The data:
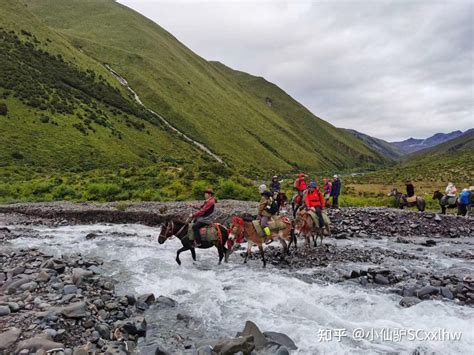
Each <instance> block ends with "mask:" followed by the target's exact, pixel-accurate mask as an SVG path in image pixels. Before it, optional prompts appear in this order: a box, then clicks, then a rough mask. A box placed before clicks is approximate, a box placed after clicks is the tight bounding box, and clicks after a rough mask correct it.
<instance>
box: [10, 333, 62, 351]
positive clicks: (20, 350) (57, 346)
mask: <svg viewBox="0 0 474 355" xmlns="http://www.w3.org/2000/svg"><path fill="white" fill-rule="evenodd" d="M57 348H64V345H63V344H61V343H56V342H54V341H52V340H50V339H48V338H47V337H46V336H36V337H34V338H30V339H27V340H24V341H22V342H20V343H19V344H18V346H17V348H16V352H20V351H22V350H26V349H28V350H29V351H30V352H36V351H38V350H46V351H48V350H51V349H57Z"/></svg>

Requirement:
From the material above, determine how many lines hold the string "instance"; give the number without comment.

Solution for this task:
2